BEGIN

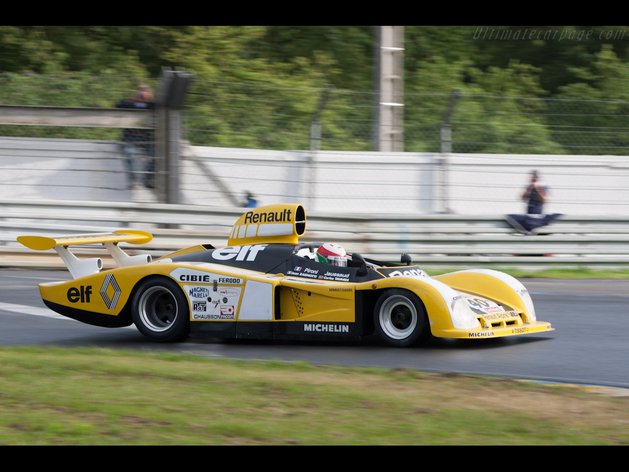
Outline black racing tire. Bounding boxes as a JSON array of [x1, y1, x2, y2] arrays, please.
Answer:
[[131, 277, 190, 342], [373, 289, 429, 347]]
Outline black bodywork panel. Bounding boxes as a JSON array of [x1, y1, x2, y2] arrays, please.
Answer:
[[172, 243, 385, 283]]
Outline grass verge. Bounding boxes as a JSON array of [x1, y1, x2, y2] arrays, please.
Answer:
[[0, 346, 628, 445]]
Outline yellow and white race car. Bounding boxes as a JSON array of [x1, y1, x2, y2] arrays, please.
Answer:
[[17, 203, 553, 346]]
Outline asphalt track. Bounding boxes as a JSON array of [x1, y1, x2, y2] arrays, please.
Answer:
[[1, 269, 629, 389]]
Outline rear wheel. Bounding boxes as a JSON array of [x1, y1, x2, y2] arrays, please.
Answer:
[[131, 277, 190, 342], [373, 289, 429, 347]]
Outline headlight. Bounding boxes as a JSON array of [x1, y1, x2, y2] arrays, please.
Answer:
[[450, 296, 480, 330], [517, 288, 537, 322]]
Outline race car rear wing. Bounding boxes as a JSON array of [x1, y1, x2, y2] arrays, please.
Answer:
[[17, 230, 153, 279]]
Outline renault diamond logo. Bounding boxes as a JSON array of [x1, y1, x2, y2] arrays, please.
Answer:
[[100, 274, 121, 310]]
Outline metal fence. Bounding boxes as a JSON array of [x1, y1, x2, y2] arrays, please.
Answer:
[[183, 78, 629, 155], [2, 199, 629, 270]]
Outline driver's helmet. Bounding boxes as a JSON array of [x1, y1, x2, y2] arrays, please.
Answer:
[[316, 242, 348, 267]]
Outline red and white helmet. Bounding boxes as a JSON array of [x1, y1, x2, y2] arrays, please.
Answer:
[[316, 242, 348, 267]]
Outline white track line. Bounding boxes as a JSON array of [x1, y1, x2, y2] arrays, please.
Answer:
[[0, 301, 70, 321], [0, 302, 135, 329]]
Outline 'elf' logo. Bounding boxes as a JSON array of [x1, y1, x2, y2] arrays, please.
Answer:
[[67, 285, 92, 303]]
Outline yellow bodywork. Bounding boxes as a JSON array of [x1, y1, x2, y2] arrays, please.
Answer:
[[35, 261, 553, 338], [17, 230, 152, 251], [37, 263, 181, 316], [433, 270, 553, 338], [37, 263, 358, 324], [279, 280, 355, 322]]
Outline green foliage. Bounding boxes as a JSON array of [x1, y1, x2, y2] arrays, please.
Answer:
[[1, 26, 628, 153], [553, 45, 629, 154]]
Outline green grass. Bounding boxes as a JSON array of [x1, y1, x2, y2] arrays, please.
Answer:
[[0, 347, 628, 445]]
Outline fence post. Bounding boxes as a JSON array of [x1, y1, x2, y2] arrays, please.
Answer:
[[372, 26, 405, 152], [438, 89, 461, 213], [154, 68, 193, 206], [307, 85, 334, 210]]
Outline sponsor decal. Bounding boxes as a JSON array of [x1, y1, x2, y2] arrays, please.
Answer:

END

# Problem requirements
Start at the first line of the records and write out everything up to and including the line containing "Outline driver's helmet.". No pictures.

# Result
Outline black racing tire. Bounding boxes as a JSON array of [x1, y1, x2, y2] arrays, please.
Answer:
[[131, 277, 190, 342], [373, 289, 429, 347]]
Outline black bodywork panel. Bounding boxes as a JSON array of [x1, y1, x2, y2] arrays, please.
Answer:
[[172, 243, 385, 283]]
Outline grass verge. Bounding boxes as a JSON array of [x1, y1, x2, y2] arrays, please.
Answer:
[[0, 346, 628, 445]]
Outline yellow and white race car. Bounding boxes as a JSON array of [x1, y1, x2, y2] arrays, please.
Answer:
[[17, 203, 553, 346]]
Outline asphalt track. Bounding boxes as a JSON array of [x1, y1, x2, y2] arrays, please.
Answer:
[[1, 269, 629, 389]]
Outline rear wheel. Bounding boxes as a JSON array of [x1, y1, x2, y2] arrays, please.
Answer:
[[131, 277, 190, 342], [373, 289, 429, 347]]
Outline headlight. Bounding boxes as a JSON array of [x1, y1, x2, y2] arrays, please.
Answer:
[[450, 296, 480, 330], [517, 288, 537, 322]]
Outline race car rear wing. Bounding boxes as a JSON array of [x1, y1, x2, y2] arrays, please.
Answer:
[[17, 230, 153, 279]]
Outline renault diamond logo. Bounding boxes as a JSON array of [x1, y1, x2, y2] arrays, please.
Answer:
[[100, 274, 121, 310]]
Outline metal fence. Bounding boxes as a JSON array of [x1, y1, x2, y2] arrays, please.
Answer:
[[183, 78, 629, 155], [2, 199, 629, 270]]
Outline driver's helmet. Bounding boxes as a JSON array of [x1, y1, x2, y2] arrays, please.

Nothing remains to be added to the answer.